__Data for the task__:

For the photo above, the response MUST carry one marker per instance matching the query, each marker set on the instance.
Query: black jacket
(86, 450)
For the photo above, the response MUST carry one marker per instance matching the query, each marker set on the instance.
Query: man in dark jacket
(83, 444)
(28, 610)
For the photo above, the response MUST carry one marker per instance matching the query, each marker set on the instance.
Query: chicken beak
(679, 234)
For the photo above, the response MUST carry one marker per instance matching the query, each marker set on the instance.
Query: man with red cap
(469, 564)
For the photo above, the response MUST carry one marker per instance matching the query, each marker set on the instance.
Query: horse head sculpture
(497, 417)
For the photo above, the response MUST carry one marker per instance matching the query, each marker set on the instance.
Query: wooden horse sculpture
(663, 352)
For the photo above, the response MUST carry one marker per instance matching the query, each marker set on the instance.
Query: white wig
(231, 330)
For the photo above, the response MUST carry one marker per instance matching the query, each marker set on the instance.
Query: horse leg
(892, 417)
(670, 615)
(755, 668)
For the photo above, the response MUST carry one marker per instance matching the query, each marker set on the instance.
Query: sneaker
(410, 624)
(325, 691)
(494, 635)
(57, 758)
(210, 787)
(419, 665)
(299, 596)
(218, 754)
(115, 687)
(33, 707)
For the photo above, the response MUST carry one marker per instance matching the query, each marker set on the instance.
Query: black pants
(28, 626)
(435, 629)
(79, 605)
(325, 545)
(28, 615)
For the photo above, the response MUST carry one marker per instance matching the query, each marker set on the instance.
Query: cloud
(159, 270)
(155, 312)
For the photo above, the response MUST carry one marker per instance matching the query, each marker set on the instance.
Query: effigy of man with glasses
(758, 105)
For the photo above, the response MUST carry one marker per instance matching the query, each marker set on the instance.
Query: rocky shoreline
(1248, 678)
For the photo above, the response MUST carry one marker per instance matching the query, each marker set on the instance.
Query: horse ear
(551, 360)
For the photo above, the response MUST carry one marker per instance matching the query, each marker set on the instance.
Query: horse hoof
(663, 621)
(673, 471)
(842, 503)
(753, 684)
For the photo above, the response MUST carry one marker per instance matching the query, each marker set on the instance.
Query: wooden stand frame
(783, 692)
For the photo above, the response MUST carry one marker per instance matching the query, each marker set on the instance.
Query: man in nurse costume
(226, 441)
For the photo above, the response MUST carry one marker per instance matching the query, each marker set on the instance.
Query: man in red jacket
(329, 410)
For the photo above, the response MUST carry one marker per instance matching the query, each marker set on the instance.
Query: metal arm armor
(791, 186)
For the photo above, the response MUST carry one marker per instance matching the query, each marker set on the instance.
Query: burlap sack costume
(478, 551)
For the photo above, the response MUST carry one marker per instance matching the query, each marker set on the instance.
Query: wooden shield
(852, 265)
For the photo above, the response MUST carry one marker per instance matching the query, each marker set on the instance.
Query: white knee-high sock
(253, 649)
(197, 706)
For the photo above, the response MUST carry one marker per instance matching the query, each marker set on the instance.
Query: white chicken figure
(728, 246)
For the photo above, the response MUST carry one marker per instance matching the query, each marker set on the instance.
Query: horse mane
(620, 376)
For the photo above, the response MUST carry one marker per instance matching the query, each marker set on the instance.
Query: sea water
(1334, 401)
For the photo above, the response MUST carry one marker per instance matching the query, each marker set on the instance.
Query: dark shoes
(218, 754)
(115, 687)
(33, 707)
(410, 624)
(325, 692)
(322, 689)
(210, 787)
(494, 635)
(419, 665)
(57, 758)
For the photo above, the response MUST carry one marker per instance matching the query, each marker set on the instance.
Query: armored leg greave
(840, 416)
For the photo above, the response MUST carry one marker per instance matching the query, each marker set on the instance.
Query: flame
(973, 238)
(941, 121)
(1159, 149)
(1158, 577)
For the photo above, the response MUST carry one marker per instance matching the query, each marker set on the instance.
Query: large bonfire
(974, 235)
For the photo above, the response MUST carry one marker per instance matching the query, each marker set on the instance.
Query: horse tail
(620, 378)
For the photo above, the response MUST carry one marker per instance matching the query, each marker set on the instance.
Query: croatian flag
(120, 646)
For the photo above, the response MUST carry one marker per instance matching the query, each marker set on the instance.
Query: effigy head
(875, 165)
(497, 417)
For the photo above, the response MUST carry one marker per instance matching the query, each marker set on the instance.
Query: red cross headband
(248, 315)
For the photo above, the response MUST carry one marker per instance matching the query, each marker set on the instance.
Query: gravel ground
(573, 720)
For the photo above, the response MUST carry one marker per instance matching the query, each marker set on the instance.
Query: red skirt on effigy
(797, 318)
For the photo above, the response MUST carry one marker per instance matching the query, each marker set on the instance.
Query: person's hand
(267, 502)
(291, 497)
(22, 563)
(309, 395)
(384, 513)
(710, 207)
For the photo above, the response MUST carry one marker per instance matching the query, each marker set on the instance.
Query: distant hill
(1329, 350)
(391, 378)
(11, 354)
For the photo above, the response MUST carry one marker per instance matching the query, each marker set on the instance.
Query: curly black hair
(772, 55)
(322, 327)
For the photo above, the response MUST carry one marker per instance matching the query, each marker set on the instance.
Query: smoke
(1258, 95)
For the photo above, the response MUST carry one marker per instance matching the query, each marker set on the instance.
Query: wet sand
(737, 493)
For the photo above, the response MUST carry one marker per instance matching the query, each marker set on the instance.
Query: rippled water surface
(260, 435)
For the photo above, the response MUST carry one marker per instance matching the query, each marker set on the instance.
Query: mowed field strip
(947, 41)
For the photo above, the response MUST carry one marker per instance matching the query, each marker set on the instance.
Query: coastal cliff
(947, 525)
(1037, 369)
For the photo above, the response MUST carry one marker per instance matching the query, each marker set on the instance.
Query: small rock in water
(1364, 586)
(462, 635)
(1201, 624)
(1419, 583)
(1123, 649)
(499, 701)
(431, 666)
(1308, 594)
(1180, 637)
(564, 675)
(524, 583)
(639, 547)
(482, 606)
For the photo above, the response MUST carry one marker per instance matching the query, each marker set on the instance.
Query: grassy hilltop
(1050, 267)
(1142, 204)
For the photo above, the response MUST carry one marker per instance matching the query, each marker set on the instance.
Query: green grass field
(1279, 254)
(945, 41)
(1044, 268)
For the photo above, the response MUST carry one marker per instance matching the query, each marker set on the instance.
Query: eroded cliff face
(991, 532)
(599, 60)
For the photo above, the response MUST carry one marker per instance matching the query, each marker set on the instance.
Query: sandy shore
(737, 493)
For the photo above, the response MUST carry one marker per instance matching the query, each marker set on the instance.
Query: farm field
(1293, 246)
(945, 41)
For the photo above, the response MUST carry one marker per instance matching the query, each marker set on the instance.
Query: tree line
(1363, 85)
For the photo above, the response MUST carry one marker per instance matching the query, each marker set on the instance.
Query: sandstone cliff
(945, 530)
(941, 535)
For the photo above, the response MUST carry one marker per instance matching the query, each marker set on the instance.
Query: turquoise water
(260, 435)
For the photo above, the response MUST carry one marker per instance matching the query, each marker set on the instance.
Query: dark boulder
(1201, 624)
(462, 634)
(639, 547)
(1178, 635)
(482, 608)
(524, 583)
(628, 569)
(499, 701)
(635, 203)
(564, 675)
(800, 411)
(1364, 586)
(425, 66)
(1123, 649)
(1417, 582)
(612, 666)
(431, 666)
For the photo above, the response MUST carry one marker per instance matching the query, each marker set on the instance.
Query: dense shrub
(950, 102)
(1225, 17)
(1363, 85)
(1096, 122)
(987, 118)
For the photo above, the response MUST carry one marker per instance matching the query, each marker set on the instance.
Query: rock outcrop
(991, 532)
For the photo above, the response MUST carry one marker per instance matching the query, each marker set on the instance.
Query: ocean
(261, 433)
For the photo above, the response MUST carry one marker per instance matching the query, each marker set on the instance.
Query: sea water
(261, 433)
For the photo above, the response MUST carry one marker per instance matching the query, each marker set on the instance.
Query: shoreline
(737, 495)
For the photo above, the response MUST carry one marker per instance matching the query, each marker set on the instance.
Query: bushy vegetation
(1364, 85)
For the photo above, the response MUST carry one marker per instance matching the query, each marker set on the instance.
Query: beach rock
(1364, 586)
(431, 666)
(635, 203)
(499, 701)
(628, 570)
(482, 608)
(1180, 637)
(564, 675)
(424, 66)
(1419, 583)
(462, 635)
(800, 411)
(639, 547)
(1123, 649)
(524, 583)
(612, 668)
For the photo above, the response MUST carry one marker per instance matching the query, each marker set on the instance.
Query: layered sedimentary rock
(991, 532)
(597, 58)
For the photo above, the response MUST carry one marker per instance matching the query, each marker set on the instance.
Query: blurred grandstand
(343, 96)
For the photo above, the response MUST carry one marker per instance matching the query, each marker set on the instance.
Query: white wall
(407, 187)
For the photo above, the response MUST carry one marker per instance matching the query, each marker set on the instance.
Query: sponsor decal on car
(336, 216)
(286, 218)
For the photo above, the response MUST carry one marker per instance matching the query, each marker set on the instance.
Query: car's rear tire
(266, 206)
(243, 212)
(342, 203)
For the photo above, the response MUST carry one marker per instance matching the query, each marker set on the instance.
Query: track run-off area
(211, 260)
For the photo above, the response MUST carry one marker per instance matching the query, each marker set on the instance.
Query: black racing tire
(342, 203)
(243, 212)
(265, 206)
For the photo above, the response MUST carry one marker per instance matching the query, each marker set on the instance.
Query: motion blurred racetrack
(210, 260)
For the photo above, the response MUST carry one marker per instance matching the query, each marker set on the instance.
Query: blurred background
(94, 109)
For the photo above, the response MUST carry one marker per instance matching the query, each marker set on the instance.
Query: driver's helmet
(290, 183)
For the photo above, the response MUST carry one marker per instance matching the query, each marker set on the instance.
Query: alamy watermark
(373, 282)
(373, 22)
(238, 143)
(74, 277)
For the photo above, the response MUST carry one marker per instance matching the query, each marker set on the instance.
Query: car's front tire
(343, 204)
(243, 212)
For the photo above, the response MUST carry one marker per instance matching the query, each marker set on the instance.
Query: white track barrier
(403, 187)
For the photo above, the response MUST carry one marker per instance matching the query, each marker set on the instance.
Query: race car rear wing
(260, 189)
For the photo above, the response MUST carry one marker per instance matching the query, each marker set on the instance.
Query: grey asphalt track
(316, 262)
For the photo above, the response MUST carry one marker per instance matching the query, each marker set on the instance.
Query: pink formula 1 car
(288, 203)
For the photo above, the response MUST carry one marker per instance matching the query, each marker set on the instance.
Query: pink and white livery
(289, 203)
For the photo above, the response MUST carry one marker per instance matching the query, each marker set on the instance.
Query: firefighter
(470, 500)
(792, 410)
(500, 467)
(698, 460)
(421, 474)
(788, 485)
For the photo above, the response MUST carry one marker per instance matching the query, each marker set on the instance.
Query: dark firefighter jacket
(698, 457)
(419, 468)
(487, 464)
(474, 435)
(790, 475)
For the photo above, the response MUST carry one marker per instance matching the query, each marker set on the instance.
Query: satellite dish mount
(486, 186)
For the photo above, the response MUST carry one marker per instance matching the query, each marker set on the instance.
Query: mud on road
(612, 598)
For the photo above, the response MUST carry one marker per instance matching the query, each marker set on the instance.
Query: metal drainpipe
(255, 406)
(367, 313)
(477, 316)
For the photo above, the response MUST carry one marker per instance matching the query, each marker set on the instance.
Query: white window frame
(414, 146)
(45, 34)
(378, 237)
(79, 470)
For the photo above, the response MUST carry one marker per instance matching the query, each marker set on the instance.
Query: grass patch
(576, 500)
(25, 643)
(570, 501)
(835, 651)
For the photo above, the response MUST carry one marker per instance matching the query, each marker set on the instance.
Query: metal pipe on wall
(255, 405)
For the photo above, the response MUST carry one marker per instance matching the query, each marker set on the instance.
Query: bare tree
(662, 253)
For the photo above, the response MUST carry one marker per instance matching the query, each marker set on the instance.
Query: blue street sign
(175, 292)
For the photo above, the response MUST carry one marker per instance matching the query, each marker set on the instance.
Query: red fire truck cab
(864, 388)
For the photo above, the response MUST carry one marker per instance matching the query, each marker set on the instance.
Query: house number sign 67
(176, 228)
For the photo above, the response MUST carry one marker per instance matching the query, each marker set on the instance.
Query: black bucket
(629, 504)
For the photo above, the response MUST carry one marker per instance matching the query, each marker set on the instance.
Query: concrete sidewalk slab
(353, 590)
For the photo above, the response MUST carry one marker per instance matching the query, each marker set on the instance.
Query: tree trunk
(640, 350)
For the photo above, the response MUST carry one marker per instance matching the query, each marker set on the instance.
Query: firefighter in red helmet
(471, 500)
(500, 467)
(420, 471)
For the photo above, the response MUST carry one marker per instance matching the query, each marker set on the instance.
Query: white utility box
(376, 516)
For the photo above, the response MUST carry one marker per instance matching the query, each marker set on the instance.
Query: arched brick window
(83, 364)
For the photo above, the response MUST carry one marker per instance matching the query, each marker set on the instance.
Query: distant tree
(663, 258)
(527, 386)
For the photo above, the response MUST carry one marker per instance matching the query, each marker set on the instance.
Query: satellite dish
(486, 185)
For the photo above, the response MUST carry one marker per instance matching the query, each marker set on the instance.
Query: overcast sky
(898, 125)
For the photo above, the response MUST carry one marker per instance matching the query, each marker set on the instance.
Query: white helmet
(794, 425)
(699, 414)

__Directions for this task__:
Count the lines in the rows above that contain the word "rear", and reply with the number alone.

__Complete response__:
2